=== What needs to be done ===
Which lines of the data contain the string "sleeve"? Copy every one.

=== Dataset entries ===
▼

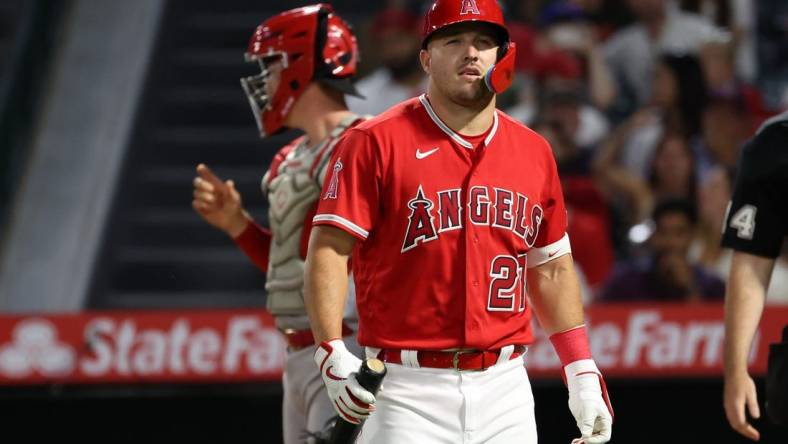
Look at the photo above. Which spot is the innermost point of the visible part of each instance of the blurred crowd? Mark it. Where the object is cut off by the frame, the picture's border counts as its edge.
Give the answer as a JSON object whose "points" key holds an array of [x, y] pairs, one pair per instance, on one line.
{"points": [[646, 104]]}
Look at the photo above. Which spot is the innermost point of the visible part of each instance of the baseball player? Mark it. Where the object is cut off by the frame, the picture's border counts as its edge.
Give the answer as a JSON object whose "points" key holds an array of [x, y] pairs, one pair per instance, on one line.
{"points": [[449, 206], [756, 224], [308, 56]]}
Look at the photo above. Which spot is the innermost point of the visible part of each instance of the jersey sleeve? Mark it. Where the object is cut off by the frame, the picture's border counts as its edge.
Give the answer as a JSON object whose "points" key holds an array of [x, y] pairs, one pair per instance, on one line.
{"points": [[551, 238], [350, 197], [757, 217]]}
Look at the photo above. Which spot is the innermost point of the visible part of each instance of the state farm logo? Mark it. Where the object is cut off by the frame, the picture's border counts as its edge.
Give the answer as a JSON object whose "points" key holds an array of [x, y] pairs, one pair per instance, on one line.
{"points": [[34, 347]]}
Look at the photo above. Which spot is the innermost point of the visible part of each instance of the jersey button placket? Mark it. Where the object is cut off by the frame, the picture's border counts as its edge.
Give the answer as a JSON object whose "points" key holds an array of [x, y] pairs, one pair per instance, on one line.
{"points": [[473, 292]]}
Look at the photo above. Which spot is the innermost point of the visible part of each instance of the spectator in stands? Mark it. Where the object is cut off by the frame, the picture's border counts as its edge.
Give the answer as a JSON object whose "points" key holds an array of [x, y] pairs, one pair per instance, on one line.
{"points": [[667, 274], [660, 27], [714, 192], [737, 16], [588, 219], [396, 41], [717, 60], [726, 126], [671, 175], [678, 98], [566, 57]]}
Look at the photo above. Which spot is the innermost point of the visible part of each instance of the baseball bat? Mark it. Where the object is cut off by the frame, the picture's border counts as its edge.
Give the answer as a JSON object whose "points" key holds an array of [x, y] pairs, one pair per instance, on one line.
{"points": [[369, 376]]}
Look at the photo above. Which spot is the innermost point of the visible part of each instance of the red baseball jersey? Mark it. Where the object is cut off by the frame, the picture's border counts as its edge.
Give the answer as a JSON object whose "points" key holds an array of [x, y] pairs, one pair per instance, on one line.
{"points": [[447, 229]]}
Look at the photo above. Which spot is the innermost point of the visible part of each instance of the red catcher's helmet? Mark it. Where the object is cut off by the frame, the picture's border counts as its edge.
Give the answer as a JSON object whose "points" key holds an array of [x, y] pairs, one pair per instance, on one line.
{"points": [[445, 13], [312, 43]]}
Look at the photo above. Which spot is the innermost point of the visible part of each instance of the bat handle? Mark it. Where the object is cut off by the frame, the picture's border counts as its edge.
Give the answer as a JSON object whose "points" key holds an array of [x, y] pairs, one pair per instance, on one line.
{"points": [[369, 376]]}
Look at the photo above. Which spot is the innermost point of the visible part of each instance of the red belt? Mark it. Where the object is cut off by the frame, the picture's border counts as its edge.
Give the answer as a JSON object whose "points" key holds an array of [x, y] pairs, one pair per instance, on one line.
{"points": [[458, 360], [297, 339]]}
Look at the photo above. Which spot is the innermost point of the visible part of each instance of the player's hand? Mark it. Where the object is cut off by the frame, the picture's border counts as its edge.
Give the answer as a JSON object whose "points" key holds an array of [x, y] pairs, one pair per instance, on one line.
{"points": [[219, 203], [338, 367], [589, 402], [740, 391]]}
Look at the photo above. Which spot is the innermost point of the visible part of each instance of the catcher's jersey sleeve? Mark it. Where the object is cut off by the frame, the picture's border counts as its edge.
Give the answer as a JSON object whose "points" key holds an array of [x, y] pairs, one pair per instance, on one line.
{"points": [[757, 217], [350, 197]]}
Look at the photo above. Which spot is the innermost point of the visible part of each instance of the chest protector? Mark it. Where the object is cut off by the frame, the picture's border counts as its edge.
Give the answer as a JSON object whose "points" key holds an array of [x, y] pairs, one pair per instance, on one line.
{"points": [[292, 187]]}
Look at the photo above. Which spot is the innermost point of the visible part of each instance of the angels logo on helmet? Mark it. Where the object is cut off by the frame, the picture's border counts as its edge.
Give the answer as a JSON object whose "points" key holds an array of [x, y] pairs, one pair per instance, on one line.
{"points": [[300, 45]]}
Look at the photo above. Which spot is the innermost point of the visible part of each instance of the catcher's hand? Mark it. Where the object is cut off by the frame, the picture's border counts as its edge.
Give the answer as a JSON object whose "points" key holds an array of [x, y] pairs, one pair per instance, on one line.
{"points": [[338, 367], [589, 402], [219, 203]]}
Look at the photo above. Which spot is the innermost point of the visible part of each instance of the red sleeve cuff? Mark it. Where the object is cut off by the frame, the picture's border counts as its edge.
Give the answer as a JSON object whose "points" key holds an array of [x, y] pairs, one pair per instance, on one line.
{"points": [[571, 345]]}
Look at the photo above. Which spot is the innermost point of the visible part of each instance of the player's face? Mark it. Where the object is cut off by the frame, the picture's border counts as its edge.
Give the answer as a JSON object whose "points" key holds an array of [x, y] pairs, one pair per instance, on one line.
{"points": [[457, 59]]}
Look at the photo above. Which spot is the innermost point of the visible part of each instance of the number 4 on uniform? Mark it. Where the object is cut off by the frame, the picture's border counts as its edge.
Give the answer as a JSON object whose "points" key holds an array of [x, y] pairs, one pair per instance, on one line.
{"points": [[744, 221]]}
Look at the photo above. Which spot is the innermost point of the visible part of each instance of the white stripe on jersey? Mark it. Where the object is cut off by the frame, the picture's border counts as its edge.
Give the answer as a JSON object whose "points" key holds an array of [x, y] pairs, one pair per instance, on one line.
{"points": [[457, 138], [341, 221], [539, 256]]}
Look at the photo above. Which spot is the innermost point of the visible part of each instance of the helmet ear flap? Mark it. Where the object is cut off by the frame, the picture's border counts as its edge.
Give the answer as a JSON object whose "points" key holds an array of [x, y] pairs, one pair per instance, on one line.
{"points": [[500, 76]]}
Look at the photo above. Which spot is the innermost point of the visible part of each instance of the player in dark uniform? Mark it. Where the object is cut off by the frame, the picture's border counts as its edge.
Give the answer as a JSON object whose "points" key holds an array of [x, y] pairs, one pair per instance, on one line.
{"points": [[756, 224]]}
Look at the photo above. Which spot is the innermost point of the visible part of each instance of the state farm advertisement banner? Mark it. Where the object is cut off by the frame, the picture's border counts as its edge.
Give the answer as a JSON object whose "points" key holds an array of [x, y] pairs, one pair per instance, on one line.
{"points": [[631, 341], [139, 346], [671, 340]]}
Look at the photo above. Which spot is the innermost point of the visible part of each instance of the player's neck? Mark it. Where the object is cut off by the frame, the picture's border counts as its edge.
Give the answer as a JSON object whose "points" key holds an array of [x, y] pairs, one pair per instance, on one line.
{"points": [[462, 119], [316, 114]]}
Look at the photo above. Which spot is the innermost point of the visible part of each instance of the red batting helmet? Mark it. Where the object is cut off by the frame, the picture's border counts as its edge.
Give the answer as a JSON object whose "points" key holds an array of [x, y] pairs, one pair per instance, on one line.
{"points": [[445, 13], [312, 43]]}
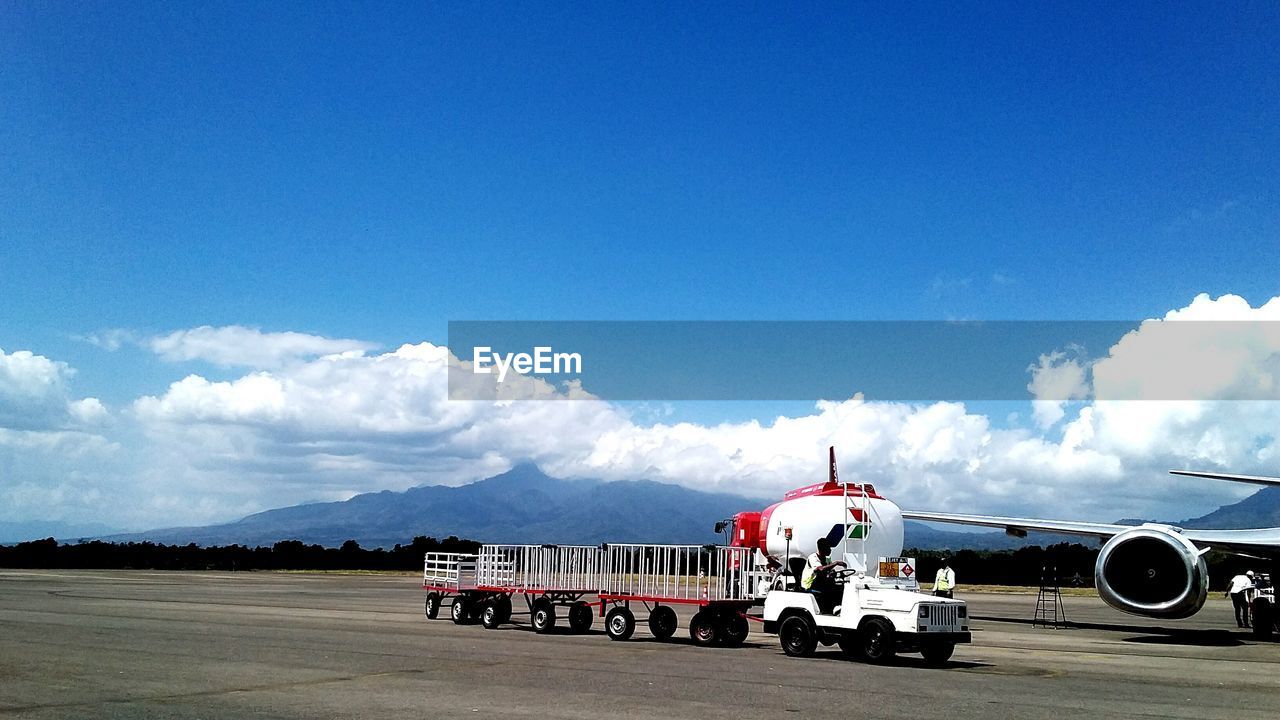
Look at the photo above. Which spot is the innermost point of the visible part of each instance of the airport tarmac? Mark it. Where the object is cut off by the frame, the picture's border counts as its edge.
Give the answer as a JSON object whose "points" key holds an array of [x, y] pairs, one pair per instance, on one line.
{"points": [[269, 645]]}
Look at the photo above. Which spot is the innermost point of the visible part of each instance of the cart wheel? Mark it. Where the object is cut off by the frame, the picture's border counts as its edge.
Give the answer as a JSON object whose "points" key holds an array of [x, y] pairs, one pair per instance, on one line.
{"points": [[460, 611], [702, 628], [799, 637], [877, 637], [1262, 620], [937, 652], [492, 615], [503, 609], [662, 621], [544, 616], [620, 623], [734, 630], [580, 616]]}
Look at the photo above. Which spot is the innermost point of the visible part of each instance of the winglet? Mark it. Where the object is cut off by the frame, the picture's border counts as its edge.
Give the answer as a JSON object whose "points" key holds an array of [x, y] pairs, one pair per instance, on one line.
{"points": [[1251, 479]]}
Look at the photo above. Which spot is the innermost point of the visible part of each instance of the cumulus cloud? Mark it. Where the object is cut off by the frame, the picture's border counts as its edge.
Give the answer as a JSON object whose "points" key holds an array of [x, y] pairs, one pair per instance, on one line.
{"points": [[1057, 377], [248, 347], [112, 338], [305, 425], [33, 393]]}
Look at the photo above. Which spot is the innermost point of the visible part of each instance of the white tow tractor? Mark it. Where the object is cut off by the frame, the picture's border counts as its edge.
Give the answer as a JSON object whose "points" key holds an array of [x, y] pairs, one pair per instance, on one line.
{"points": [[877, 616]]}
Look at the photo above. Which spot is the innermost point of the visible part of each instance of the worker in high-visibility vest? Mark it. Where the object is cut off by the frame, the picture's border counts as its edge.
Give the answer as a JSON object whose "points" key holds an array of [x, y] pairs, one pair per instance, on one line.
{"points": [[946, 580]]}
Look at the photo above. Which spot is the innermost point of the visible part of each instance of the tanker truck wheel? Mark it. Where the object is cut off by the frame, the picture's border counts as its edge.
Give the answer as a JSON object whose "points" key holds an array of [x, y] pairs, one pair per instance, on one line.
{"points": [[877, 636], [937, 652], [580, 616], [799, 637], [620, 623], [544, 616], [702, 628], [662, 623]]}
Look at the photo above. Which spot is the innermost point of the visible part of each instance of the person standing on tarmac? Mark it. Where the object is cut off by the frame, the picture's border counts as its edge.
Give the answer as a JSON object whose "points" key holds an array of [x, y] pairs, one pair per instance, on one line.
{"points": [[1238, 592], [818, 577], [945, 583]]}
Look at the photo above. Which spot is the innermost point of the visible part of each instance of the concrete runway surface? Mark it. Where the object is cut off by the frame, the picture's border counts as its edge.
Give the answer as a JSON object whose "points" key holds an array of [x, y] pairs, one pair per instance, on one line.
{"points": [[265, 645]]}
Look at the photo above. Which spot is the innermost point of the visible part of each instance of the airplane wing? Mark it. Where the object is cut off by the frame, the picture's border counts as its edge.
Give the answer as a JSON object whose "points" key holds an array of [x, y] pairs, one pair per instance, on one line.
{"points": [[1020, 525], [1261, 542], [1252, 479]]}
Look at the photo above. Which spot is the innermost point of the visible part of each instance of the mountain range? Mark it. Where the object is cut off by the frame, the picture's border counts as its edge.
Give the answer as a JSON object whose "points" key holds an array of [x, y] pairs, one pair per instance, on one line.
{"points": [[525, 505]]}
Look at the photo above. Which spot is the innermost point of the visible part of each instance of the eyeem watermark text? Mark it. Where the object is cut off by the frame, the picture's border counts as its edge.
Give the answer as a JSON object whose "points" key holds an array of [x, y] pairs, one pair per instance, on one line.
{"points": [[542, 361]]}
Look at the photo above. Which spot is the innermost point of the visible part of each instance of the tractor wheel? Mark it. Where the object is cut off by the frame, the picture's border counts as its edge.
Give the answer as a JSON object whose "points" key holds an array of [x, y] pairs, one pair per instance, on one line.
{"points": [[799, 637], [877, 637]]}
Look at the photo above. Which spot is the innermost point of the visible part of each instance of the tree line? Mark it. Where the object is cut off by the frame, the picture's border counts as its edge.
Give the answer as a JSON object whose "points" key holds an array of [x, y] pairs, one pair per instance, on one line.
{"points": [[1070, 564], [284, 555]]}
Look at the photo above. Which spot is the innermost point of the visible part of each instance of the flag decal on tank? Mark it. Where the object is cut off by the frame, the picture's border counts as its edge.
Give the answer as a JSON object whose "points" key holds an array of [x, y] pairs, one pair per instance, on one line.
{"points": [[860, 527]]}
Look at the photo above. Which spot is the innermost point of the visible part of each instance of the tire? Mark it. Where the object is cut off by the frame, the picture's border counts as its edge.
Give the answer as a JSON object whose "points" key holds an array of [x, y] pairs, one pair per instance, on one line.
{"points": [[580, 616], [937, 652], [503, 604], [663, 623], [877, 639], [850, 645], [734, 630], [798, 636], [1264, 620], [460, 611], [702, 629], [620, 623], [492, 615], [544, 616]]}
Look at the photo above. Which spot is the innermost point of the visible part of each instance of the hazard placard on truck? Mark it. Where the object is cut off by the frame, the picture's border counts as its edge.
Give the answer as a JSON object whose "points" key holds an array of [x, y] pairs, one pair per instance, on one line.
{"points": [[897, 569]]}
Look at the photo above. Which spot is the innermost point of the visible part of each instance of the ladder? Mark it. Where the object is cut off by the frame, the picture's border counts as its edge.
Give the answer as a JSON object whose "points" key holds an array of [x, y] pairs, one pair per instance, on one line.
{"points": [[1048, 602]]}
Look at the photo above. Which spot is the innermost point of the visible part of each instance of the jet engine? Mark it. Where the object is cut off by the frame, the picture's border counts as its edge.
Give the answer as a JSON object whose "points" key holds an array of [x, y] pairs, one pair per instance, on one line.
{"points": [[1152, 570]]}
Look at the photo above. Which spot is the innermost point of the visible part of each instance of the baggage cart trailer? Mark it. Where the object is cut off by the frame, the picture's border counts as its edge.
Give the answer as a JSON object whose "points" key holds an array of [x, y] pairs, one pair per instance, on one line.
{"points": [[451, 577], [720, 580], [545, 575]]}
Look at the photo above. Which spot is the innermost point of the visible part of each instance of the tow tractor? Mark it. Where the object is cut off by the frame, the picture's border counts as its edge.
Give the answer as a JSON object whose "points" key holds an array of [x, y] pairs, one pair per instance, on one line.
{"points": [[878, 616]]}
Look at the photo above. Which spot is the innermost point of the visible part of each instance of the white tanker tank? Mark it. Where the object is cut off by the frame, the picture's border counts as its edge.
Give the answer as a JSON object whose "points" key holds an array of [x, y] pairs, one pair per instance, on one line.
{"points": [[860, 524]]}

▲

=== Output ===
Look at the photo above. Which spot is the innermost point of the visible part of each instance of the jersey sleeve? Mark it. Where the object is cut off by the frame, the picture's border counts as its edge.
Look at the photo above. Which spot is the innermost point of the visible part of each instance of the catcher's jersey sleeve? Mark it. Where the object is cut off by the frame, the picture's border counts as its edge.
Look at the photo above. Which spot is the innermost point of the visible part of each instance of the red sleeve cuff? Mark it. Where the object is cut off by the frame, the picture's border counts as its edge.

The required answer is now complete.